-- Available data --
──────────────────────────────

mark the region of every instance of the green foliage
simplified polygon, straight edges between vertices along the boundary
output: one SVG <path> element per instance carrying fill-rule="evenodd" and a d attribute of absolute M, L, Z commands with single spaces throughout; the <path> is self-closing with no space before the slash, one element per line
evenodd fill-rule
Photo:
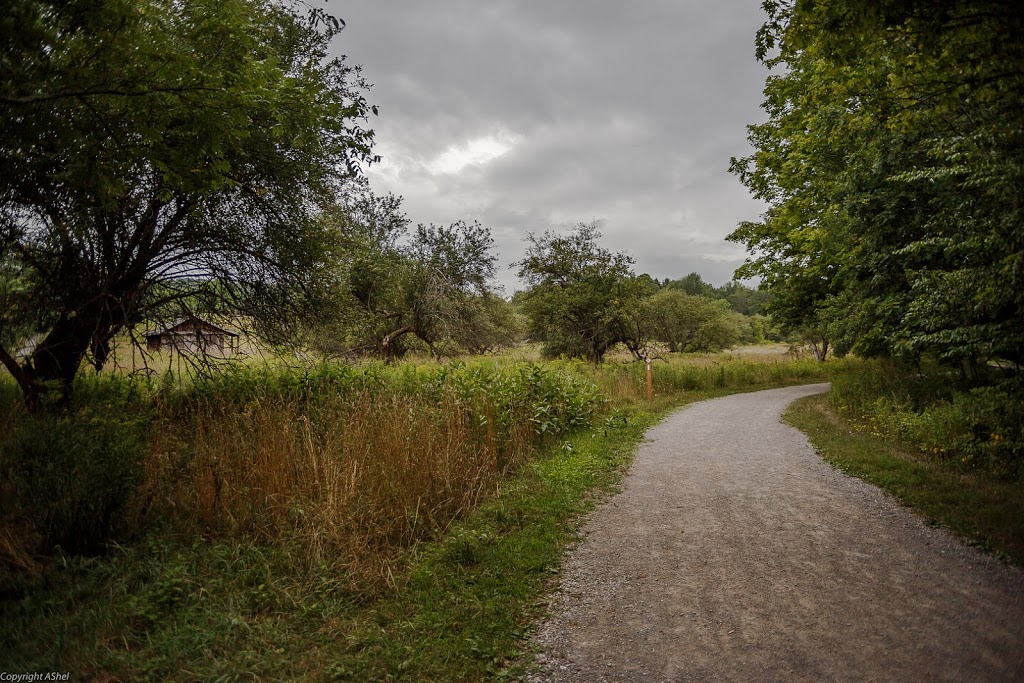
<path fill-rule="evenodd" d="M 768 292 L 753 289 L 742 282 L 733 280 L 721 287 L 714 287 L 704 281 L 698 273 L 690 273 L 678 280 L 666 279 L 662 289 L 678 290 L 692 296 L 703 296 L 711 299 L 722 299 L 729 302 L 730 308 L 743 315 L 758 315 L 764 310 L 768 301 Z"/>
<path fill-rule="evenodd" d="M 83 382 L 63 416 L 21 416 L 0 438 L 0 519 L 21 550 L 97 553 L 124 539 L 148 451 L 149 412 L 127 382 Z"/>
<path fill-rule="evenodd" d="M 453 331 L 460 349 L 474 355 L 512 348 L 526 338 L 527 322 L 512 303 L 485 293 L 463 302 L 462 324 Z"/>
<path fill-rule="evenodd" d="M 383 400 L 389 394 L 440 401 L 454 397 L 471 420 L 494 421 L 513 429 L 524 418 L 538 436 L 556 436 L 589 424 L 603 399 L 578 362 L 404 363 L 359 366 L 325 363 L 296 371 L 289 368 L 234 366 L 198 380 L 183 393 L 161 395 L 175 412 L 190 413 L 198 404 L 234 405 L 237 409 L 273 399 L 297 400 L 315 408 L 336 397 Z"/>
<path fill-rule="evenodd" d="M 939 367 L 896 362 L 846 365 L 833 373 L 836 405 L 880 434 L 954 468 L 1024 475 L 1024 391 L 1019 377 L 975 386 Z"/>
<path fill-rule="evenodd" d="M 669 352 L 719 351 L 760 343 L 765 326 L 754 319 L 767 293 L 740 282 L 715 288 L 697 273 L 664 282 L 633 275 L 631 260 L 597 244 L 596 226 L 577 233 L 531 237 L 520 277 L 531 285 L 517 296 L 533 338 L 548 357 L 600 360 L 616 343 L 634 358 Z"/>
<path fill-rule="evenodd" d="M 0 361 L 30 404 L 169 306 L 282 339 L 330 300 L 314 219 L 372 142 L 339 26 L 273 0 L 6 3 L 0 339 L 41 336 Z"/>
<path fill-rule="evenodd" d="M 321 222 L 341 236 L 342 283 L 333 308 L 311 326 L 321 353 L 392 360 L 415 339 L 440 357 L 516 336 L 515 319 L 492 291 L 494 240 L 478 223 L 418 225 L 410 235 L 401 199 L 374 196 L 366 183 Z"/>
<path fill-rule="evenodd" d="M 530 288 L 522 296 L 531 337 L 548 358 L 600 362 L 627 338 L 647 283 L 633 276 L 632 258 L 598 245 L 596 223 L 580 223 L 565 236 L 531 235 L 515 265 Z"/>
<path fill-rule="evenodd" d="M 690 273 L 678 280 L 666 280 L 662 285 L 665 289 L 674 289 L 691 296 L 714 296 L 715 288 L 704 282 L 699 273 Z"/>
<path fill-rule="evenodd" d="M 745 316 L 756 316 L 764 312 L 768 304 L 768 291 L 754 289 L 733 280 L 715 289 L 715 297 L 729 302 L 732 310 Z"/>
<path fill-rule="evenodd" d="M 735 344 L 741 329 L 724 300 L 668 288 L 645 302 L 653 338 L 675 352 L 721 351 Z"/>
<path fill-rule="evenodd" d="M 840 353 L 1024 361 L 1024 11 L 766 3 L 778 72 L 732 169 L 770 204 L 730 239 L 789 329 Z M 822 354 L 824 355 L 824 354 Z"/>

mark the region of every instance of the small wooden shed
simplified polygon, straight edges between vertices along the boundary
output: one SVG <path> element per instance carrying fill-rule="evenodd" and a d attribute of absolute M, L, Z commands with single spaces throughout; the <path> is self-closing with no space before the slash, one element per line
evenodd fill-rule
<path fill-rule="evenodd" d="M 150 351 L 184 351 L 187 353 L 235 353 L 238 334 L 194 315 L 175 320 L 170 325 L 149 330 L 145 334 Z"/>

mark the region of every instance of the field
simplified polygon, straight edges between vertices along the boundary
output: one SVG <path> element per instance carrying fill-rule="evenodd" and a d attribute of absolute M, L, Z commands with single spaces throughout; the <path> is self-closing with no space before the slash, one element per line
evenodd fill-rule
<path fill-rule="evenodd" d="M 643 429 L 821 381 L 784 354 L 643 364 L 236 364 L 4 385 L 5 666 L 85 680 L 482 680 L 517 671 L 572 520 Z"/>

──────────────────────────────

-- Your task --
Among the records, how many lines include the string "region"? State the number and add nothing.

-- Output below --
3